Tarea planteada – Explica, según el relato sobre el roque Aguayro, por qué la cueva recibe el nombre de Cueva de Las Monedas y por qué ese rasgo resulta natural allí. Responde en una a tres oraciones.

Este dicho popular habla por sí solo de la practicidad, sutiliza y espiritualidad compartida con las creencias más ancestrales que siempre han acompañado a los naturales de esa hermosa tierra que se extiende, verde y frondosa hasta el océano, quien con su azote tan incesante como inclemente, forjó rías, lagunas y playas a través de millones de años, dotando tan mítico paraíso natural, que forma parte del continente más antiguo del planeta, de una belleza sin igual y de una riqueza gastronómica conocida y valorada en todo el mundo.
“Yo no creo en las brujas pera haberlas, las hay”, dice la expresión gallega que inicia este artículo. Nada tengo que objetar, nada que añadir. La prudencia y socarronaría juntas, confirman una cosa y la contraria a un tiempo. Voy y vengo, subo y bajo. Depende. ¿Seña de identidad, astucia, desconfianza, recelo? La reflexión la dejo para ustedes
Tras esta corta digresión, recupero la razón del título pues de eso se trata. Hace tres meses, de repente, me entró el gusanillo de volver a subir al roque Aguayro, una curiosa y bella formación geológica en la isla de Gran Canaria.
Aguayro siempre ha sido para mí un lugar lleno de energía y misterio. Llevaba una treintena de años sin visitarlo y las recientes fechas de Carnaval me parecieron una buena oportunidad para abordarlo de nuevo.
Recuerdo que las veces anteriores obedecieron a sugerentes, atractivos y, también, disparatados encuentros. Uno tenía que ver con la búsqueda de una pared difícil, orientada al suroeste, por la que trepar mi querido amigo Sergio Placeres Rodríguez y yo, probándonos, hasta alcanzar su cima. En aquellas insensatas aventuras se unían la juventud, la confianza en unos músculos que respondían al unísono, el disfrute que encontrábamos en pos de un buen chute de adrenalina y en la imprudencia propia de aquellos años. Está claro que si estoy escribiendo este artículo es porque en aquellas ocasiones conseguí sortear las dificultades propias de paredes imposibles, apenas con rasguños o pequeñas heridas producto del contacto del cuerpo con los tallos espinosos de algunas plantas, y llegar a la cima del roque.
En otras ocasiones tratábamos de buscar una cueva tras la pista de una leyenda. Además, algunos montañeros nos habían hablado de la conocida como Cueva de Las Monedas -tal denominación se debe a que sus piedras emiten una especie de sonido metálico que recuerda el propio de las monedas, algo natural si la formación del roque se debe a una colada lávica fonolítica, pues es de todos sabido que estas piedras emiten con el golpeteo de una contra otra, tan particular sonido-.

[Entradas de identificación de ubicaciones]
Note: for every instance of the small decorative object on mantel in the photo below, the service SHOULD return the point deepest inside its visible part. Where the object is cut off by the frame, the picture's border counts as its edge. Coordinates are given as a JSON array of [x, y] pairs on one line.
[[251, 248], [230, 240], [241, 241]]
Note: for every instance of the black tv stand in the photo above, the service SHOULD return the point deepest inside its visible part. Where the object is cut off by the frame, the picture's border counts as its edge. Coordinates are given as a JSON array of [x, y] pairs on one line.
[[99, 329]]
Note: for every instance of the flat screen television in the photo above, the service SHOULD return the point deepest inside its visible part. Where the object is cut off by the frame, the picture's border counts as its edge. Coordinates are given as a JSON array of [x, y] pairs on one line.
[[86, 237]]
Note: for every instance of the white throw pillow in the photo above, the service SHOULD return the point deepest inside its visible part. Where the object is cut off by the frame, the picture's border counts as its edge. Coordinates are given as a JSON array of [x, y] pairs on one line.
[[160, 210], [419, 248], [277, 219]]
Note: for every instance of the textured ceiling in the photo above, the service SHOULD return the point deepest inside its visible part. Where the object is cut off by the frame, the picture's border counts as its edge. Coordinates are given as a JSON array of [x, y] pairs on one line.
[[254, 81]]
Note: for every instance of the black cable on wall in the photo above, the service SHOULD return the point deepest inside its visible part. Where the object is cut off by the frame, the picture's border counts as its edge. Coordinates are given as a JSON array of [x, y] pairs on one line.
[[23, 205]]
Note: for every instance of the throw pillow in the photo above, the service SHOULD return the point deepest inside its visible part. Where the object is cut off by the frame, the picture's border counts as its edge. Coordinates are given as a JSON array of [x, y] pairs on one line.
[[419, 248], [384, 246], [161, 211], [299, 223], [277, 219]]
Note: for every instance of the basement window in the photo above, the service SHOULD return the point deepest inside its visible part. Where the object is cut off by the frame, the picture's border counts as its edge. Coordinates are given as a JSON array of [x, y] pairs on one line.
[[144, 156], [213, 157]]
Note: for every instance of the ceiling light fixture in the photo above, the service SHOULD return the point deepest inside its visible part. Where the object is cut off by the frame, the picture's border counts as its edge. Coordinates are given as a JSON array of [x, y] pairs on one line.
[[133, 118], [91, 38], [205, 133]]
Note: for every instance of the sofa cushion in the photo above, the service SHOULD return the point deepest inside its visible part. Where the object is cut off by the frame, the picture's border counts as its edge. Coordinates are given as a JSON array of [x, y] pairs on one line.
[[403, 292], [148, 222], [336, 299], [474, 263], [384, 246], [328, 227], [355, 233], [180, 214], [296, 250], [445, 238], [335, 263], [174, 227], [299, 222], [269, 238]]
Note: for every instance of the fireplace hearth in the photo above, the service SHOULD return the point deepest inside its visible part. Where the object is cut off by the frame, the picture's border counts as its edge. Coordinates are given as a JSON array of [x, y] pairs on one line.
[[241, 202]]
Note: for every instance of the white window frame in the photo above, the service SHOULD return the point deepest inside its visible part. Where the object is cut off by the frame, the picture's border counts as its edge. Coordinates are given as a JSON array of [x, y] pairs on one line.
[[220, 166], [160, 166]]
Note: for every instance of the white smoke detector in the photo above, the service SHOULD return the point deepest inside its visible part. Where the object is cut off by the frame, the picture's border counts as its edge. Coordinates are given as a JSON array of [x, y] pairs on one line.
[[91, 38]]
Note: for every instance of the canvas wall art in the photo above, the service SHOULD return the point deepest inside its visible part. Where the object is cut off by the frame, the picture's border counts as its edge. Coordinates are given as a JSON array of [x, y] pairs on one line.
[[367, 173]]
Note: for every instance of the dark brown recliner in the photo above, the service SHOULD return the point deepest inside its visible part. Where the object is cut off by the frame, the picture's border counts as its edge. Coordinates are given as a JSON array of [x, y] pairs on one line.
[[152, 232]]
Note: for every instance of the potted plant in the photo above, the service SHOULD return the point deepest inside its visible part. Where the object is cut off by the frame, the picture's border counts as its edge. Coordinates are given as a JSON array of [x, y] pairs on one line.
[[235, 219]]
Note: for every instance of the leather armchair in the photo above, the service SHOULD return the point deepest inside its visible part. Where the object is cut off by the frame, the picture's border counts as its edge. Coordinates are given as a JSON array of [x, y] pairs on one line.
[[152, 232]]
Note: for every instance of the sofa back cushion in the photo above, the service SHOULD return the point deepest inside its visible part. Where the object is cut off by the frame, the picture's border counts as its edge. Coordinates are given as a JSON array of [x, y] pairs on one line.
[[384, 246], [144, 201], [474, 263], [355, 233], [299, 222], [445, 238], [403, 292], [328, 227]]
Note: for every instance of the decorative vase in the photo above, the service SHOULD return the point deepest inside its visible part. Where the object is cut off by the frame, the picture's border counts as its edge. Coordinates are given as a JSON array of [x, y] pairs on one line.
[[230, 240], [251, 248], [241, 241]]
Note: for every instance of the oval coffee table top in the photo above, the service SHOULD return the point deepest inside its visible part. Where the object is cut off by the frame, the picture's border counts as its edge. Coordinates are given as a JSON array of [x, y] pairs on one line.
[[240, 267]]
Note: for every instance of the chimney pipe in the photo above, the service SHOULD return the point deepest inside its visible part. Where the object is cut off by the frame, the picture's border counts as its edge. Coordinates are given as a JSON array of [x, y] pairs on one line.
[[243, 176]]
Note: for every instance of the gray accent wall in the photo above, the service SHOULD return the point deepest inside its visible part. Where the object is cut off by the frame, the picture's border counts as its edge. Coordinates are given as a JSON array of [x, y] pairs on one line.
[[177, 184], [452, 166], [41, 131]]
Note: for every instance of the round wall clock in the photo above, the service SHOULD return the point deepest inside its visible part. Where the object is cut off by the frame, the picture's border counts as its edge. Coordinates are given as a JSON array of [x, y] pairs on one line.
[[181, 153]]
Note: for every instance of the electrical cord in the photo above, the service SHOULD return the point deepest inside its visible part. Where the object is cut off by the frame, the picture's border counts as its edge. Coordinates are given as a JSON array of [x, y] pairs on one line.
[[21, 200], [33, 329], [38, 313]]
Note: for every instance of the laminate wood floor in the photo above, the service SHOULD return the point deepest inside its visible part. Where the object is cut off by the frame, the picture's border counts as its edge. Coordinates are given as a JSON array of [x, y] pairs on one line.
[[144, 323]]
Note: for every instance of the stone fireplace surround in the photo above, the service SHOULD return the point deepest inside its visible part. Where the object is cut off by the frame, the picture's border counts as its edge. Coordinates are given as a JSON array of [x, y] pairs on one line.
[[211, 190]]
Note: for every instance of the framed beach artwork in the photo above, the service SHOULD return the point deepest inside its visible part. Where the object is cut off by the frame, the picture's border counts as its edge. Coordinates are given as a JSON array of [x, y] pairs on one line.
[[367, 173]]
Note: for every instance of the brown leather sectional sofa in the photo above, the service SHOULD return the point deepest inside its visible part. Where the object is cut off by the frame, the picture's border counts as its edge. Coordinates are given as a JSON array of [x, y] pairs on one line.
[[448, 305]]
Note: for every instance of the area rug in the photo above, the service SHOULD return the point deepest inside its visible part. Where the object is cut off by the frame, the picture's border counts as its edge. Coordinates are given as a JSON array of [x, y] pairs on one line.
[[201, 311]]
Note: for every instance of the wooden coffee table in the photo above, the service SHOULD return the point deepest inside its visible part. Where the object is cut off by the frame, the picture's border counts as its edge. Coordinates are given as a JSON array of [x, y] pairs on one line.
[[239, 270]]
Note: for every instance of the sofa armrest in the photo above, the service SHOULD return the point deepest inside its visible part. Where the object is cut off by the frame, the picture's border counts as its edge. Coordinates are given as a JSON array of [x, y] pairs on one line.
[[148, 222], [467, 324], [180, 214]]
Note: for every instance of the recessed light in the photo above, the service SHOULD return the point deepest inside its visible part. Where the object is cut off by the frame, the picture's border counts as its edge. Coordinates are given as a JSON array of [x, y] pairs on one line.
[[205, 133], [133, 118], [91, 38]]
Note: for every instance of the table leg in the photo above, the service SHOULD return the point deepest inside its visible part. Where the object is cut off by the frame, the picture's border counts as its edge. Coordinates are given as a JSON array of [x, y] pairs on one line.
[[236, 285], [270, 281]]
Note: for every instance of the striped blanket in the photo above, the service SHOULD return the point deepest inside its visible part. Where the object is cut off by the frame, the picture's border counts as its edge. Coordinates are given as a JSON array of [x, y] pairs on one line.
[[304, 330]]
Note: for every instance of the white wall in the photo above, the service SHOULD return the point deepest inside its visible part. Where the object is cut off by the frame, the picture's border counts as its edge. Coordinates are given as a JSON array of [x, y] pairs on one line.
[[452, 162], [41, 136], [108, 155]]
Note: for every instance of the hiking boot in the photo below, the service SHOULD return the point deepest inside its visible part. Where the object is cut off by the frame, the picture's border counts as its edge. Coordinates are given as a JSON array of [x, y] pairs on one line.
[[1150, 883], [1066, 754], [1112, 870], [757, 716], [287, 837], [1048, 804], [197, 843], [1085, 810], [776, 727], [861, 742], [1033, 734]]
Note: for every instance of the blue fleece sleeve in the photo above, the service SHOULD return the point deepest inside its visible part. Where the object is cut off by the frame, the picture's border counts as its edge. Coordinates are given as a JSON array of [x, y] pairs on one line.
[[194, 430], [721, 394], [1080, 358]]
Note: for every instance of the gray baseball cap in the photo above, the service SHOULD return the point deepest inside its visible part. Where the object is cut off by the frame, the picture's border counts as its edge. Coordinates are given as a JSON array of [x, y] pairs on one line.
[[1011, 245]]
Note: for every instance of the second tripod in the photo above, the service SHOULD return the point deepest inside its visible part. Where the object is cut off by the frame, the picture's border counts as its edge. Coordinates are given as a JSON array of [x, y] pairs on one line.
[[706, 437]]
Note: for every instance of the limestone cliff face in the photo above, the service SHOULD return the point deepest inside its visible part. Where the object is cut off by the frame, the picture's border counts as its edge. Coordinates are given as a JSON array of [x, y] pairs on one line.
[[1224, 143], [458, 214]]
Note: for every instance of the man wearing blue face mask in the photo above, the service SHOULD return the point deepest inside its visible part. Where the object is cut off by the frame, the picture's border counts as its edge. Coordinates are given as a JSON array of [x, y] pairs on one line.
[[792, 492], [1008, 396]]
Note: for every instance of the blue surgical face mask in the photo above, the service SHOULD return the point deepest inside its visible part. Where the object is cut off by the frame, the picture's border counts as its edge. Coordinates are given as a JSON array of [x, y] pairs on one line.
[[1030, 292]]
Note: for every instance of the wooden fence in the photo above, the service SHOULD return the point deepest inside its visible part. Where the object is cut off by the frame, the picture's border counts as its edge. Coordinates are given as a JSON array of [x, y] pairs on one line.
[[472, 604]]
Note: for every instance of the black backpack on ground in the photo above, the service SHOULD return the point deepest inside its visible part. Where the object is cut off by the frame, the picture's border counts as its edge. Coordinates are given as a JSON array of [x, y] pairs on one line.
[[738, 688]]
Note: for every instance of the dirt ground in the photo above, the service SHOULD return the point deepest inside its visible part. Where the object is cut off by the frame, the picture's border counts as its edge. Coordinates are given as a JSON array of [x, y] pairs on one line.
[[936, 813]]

Resultado del ejercicio – La cueva se llama así porque sus piedras emiten una especie de sonido metálico que recuerda al de las monedas. Ese sonido es natural si el roque se formó a partir de una colada lávica fonolítica, ya que estas piedras producen ese sonido tan particular al golpearse unas contra otras.